(JOB):
Write out all the records below again, swapping "woman's" for "person's" wherever it appears and leaving everything else the same. Don't include the pictures.

++++++

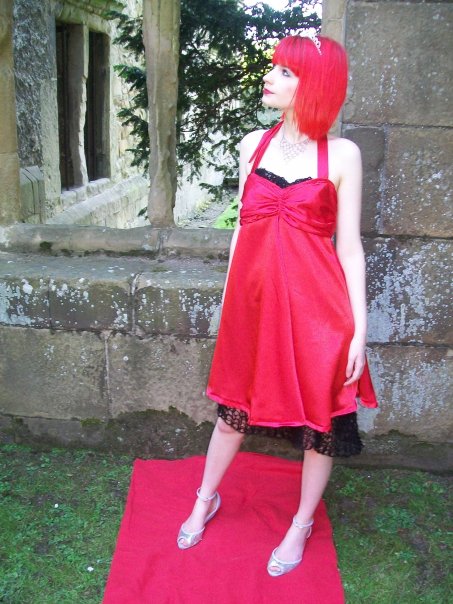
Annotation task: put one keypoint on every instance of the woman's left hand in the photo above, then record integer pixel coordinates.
(356, 361)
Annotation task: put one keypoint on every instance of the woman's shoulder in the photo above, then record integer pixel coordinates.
(252, 138)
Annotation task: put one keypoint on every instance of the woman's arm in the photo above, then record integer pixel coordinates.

++++++

(THE OUTPUT):
Annotation task: put one keypoint on every instance of the person's left hand in the photo above, then record integer pixel coordinates.
(356, 361)
Annotation task: put one keypoint on every instance of the person's shoulder in the photo above, then record integer pixel coordinates.
(252, 138)
Annotation task: put one keypoint on every instance of the person's arm in the photo above, then record integer pixel coordinates.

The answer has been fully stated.